━━ Document
By Jerry Bauers, PE; George W. Houk IV, RA, LEED AP; Sebesta, Kansas City, Mo. June 19, 2014

Learning objectives

  1. Understand how glazing systems can affect a building’s heating and cooling loads.
  2. Learn how to design the building envelope to match the designer’s intent.
  3. Understand the items that can compromise an envelope model.

The abundance of sunlight in buildings is a mixed blessing. In the world of green design, natural light has been found to have enormous positive effects on building occupants. At the same time, the glazing systems that provide this natural light consume a significant amount of the energy required to condition these buildings. With this in mind, effective—and integrated—design and construction of these glazing systems is critical in managing both heating and cooling loads and, perhaps at least as important, infiltration loads in our buildings.

The increasing use of daylighting (the use of natural light in lieu of electric lighting) is an important element of sustainable design in architecture. In addition to the benefits of natural light on the building occupants, managing the operating cost of building lighting systems can have significant positive effects on a building’s energy profile. With building lighting systems alone representing one-third of the average building’s annual energy consumption at the end of the 20th century, reduction in lighting system operating hours can significantly reduce its contribution to building cooling costs.

Finally, creative solutions to managing solar radiation incident on the glazing systems through sun screens leverage the solar heating effect to reduce both heating costs in the winter and cooling costs in the summer.
━━━━
━━ Provided data
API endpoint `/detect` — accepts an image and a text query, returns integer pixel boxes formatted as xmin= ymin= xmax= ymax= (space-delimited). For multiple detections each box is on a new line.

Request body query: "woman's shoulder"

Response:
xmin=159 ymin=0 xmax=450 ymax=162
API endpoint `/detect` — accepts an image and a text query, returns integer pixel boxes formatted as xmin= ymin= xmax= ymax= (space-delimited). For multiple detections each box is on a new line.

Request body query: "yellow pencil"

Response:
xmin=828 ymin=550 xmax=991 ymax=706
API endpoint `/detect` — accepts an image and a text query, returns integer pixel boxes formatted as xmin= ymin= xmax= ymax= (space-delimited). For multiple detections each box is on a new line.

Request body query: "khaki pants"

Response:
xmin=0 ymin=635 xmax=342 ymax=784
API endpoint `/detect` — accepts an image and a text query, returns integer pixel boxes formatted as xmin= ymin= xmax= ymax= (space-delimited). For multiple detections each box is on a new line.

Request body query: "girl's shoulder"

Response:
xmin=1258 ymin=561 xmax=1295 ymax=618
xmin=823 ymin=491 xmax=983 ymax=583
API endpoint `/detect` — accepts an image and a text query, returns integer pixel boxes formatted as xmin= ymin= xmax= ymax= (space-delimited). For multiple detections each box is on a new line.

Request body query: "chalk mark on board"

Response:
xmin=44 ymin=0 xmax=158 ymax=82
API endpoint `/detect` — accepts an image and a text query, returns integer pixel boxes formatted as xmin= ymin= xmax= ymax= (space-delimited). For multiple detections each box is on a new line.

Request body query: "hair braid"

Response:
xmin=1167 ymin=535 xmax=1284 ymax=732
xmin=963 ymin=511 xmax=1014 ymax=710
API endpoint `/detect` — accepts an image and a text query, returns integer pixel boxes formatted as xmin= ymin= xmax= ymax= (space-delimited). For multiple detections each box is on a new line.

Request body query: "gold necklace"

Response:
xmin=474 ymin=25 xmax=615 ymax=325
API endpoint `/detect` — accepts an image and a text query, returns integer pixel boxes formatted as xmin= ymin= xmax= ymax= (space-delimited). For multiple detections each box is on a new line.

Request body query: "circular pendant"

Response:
━━━━
Requests:
1 – List every learning objective stated in the article on glazing systems.
2 – Write the next paragraph of the article on glazing systems, continuing on from its final sentence about sun screens.
The rows are not used for anything here.

Responses to the exercise:
1 –
1. Understand how glazing systems can affect a building's heating and cooling loads.
2. Learn how to design the building envelope to match the designer's intent.
3. Understand the items that can compromise an envelope model.

2 –
Given the obvious benefits to each of these strategies, the first challenge engineers often face with the building envelope is accurately modeling its performance. The second and perhaps greater challenge is constructing the envelope elements to match the designer’s intent.

Problems and challenges

Radiant heat gain: A building’s exterior enclosure absorbs short-wave radiation from sunlight, converting that solar energy to heat in the envelope assembly. Short-wave radiant energy passes through the glazing into the space, warming the objects inside. Longer-wave radiation in the sunlight is absorbed by the glass itself, heating the glass surfaces and re-radiating that heat into the building. This phenomenon—the “greenhouse effect”—produces solar heat gain in buildings.

We can employ a number of strategies to effectively manage solar heat gain in design. One of the most popular of these strategies is to apply a coating to the glass to reduce solar gains and/or glare. An uncoated glass surface has a thermal emissivity of 0.84 to 0.91, meaning that it absorbs and re-radiates up to 91% of the radiant thermal energy to which it is exposed. By selectively reducing the emissivity of the glass surfaces, by reducing the amount of energy that is both absorbed and transmitted through the glass, we reduce the amount of solar heat gain through the glazing by as much as 75%. 

Solar glare: The glass that brings natural light into the building can also create a problem with solar glare, when the glazing is oriented toward the sun. Sunlight that reaches work surfaces where visual tasks are performed (both direct and reflected sunlight) can reflect off those working surfaces and into the eyes of the occupant, interfering with the ability to see the task. The most effective way to control solar glare problems within the building is by blocking direct sunlight before it reaches the exterior face of the glazing. Architects have increasingly employed sun shading devices that are designed to block direct sunlight from entering glazing systems in a variety of solar orientations. The design of solar glare controls can affect the engineering of both air conditioning and lighting systems.

Conductive heat loss: Glazing itself adds to building loads and comfort challenges by increasing conductive heat gains and losses. And, while these heat gains are significant, the heat gain/loss through thermal bridging (interruptions or penetrations of the insulation barrier by structural elements of the building envelope) is one significant controllable element of the envelope system and the structures in which glazing is mounted.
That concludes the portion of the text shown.